[Stored records]
━━━━━━
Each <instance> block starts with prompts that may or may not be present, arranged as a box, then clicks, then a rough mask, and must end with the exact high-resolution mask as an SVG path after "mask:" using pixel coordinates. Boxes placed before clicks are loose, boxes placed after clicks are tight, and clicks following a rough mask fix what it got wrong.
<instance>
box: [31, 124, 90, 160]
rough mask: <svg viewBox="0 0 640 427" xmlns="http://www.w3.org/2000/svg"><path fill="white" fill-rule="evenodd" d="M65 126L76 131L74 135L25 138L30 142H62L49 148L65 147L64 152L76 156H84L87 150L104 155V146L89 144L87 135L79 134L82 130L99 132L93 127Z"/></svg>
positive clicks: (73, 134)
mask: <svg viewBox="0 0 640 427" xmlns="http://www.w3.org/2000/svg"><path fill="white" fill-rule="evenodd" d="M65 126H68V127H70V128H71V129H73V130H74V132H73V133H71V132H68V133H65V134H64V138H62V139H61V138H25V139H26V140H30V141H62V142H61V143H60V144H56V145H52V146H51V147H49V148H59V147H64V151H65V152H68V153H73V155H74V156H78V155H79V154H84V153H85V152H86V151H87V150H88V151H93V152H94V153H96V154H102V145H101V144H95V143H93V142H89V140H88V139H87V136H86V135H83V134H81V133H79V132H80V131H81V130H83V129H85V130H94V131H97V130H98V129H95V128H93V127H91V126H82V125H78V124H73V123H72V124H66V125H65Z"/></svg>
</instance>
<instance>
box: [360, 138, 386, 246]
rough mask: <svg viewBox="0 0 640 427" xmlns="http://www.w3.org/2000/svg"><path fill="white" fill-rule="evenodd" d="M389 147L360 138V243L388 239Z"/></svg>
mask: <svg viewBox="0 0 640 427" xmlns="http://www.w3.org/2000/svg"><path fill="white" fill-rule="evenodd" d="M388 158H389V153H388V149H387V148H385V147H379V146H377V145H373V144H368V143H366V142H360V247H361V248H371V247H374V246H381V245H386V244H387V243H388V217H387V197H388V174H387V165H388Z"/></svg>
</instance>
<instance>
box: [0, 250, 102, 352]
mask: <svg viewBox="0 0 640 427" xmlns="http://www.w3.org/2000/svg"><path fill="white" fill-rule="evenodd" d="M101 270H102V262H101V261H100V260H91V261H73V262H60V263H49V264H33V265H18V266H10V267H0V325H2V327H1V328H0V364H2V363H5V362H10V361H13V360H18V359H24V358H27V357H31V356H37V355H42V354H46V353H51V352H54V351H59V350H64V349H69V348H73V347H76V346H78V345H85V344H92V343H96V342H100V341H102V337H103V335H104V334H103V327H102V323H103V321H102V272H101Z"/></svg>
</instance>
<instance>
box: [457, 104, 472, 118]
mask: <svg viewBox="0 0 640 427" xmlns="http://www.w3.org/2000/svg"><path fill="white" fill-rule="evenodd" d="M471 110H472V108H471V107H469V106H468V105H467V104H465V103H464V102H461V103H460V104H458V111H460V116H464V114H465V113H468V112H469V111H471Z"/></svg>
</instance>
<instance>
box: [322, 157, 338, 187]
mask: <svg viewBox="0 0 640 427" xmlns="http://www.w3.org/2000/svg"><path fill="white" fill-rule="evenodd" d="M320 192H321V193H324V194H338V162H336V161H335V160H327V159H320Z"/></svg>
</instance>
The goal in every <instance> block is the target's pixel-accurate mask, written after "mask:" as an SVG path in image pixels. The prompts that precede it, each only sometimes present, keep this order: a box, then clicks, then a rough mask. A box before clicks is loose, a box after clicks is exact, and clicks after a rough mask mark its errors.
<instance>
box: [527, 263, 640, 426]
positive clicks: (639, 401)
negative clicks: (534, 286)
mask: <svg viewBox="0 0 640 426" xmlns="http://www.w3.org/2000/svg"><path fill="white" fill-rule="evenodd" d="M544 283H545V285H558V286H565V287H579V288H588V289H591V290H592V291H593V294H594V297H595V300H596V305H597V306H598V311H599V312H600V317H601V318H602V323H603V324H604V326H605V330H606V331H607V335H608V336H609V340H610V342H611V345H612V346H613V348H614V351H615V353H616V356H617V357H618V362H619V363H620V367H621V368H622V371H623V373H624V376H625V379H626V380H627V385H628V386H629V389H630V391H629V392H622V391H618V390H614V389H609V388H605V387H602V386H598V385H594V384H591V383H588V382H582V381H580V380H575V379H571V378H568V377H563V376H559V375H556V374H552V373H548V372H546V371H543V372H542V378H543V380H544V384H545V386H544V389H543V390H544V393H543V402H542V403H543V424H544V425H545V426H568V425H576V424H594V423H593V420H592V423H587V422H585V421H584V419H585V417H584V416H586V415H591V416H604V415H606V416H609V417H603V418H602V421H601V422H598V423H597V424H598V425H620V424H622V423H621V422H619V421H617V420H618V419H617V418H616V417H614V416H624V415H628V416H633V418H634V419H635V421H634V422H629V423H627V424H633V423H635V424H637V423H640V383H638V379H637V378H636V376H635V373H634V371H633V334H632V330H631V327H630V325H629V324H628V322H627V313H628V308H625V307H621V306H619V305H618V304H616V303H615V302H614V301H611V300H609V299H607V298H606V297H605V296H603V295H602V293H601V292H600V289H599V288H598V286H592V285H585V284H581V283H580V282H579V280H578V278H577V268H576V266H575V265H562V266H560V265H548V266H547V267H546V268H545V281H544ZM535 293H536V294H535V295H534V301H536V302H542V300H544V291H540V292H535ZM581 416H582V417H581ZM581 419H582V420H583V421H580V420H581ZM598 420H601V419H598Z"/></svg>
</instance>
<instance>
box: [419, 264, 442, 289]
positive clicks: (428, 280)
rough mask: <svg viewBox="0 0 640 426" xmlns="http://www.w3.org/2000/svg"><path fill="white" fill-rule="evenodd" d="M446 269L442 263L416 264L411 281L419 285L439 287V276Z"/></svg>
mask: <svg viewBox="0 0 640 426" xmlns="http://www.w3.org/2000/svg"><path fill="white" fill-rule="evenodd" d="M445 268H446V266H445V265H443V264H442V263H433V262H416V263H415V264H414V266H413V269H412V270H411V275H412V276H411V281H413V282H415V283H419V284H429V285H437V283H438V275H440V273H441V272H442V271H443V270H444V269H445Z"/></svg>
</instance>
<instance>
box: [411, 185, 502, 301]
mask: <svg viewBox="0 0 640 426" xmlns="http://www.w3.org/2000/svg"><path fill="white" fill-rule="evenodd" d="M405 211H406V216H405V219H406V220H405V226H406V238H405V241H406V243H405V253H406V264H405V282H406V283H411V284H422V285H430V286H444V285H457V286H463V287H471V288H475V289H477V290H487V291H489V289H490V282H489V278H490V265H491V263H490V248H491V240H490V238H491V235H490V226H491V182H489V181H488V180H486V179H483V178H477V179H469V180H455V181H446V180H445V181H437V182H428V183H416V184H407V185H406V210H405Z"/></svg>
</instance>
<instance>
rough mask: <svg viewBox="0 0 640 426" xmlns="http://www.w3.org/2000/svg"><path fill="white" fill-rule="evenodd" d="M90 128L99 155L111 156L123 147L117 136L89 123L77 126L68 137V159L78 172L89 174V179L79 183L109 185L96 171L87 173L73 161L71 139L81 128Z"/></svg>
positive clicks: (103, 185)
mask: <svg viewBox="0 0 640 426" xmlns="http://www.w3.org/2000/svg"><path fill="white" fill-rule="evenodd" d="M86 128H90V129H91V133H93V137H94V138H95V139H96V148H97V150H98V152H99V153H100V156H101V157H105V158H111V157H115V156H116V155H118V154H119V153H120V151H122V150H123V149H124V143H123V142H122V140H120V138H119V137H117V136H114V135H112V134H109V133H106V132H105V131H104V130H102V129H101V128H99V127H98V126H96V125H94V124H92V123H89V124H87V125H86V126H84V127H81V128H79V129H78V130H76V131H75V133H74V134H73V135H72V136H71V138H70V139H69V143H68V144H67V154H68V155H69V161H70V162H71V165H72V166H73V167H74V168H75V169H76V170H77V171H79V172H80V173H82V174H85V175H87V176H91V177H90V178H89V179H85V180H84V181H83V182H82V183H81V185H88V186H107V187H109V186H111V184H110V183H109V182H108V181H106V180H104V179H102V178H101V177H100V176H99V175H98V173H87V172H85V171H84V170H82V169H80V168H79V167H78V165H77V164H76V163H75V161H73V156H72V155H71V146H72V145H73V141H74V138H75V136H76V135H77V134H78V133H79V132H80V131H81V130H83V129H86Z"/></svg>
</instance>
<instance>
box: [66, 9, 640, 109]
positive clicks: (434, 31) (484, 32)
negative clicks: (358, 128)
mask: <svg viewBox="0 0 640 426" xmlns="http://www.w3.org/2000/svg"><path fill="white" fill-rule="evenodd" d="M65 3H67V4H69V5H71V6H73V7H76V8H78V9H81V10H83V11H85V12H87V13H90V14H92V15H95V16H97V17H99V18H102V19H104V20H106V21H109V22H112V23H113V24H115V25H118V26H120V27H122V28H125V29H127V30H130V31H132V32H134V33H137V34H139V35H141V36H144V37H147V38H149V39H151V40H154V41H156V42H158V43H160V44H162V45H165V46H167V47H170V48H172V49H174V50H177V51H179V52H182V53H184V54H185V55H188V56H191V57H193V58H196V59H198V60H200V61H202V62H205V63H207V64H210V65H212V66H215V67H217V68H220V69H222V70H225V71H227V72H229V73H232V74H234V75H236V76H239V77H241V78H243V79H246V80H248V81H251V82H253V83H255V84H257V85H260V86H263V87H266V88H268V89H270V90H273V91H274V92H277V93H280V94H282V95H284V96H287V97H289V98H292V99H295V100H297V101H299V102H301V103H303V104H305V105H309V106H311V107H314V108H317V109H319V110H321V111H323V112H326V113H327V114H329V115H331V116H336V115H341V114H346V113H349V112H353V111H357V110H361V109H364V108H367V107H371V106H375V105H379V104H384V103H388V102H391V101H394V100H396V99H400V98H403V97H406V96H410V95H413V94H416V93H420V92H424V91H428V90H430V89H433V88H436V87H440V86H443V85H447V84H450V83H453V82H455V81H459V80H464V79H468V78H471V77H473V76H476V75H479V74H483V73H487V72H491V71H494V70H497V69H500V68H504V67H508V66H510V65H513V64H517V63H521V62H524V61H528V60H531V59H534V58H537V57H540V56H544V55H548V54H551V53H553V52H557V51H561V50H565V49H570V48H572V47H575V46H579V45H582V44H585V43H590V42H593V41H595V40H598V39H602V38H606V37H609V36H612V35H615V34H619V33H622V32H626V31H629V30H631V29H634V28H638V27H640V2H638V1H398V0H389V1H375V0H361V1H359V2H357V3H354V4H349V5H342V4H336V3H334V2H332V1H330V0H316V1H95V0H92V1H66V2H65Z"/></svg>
━━━━━━
From the entries above, keep only the lines that contain the string "block", with uppercase and lowercase treated as different.

Solved problem:
Each <instance> block starts with prompts that may or may not be present, arranged as a box, then clicks, then a rough mask, and must end with the exact high-resolution mask as an SVG path after "mask:" using pixel coordinates. Boxes placed before clicks are loose, boxes placed after clicks are tight, and clicks following a rough mask fix what it got wrong.
The goal in every <instance> block is the target's pixel-accurate mask, written after "mask:" as an SVG path in image pixels. The prompts that precede it, each only sometimes present, keep this order: a box, then clicks, then a rough mask. A box before clicks is loose, a box after clicks is exact, and clicks after a rough mask mark its errors.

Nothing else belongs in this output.